EXERCISE DESCRIPTION – Reproduce word for word the stretch of the clock build log from "21 July 2006" through "way, any thoughts?".

SELECTED PASSAGE –
***

26 July 2006 - The software blink navigation is working and the bugs that created in the leap year and DOW routines has now been fixed. Starting to work on a leap year routine that uses the 100 and 400 year tests in addition to the simple 4 year test. It's strange that after all the to do about Y2K that these routines would not be common. Next will modify the display so that a ":" is used to seperate both the time digits into groups and also the DOW:YYYY:MMM:DD groups in the Display mode. When in Navigation mode they ALL will change to "~" or some other horizontal type symbol and when in Increment/Decrement mode to "|" or some other vertical type symbol, to make it easy to tell what the current mode is. The clock can now be set to within a second or two very quickly. Note that when changing the seconds they are counting so rather than trying to get the display to a fixed value what you do is calculate the difference between the clock display and the correct time and then push either Increment or Decrement that many times without really paying attention to the display. This "blind" approach will get you to within a couple of seconds. Then by comparing the display to the actual time the last second can be resolved.
But at this point neither the Synchronization feature nor the setting of the 1 PPS edge are operational so the seconds are not ticking over on the UTC edge.
23 July 2006 - Have the new software blink navigation working for left or right in Navigation mode and transition into and out of Set Mode.
A short press of the Select button moves you from Nav mode to Set mode or from Set mode to Nav mode. The first ":" changes to "s" when in set mode or to "n" when in Nav mode. The field blinks to indicate the focus of the change (not set since the clock is running during this procedure). Next will change the construct of how incrementing is done in the maintenance of the counters to allow decrementing also. Since decrement is very handy for changing (setting) the time and date it also would allow a count down mode for the clock.
22 July 2006 - Reworking the navigation method to use software controlled blinking instead of the hardware blink. The software blink gives a better looking display and you have more control.
21 July 2006 - Have the Navigation buttons working for Increment (left), Select and Right (decrement) data. This allows setting the clock, but it's not friendly since the clock needs to be stopped to allow cursor or blink to work. Need a better way, any thoughts?

***

AVAILABLE DATA –
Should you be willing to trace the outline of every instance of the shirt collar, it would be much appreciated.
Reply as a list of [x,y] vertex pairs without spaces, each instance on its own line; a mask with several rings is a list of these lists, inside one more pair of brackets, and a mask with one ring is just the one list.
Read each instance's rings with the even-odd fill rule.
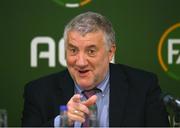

***

RESPONSE TO THE EXERCISE –
21 July 2006 - Have the Navigation buttons working for Increment (left), Select and Right (decrement) data. This allows setting the clock, but it's not friendly since the clock needs to be stopped to allow cursor or blink to work. Need a better way, any thoughts?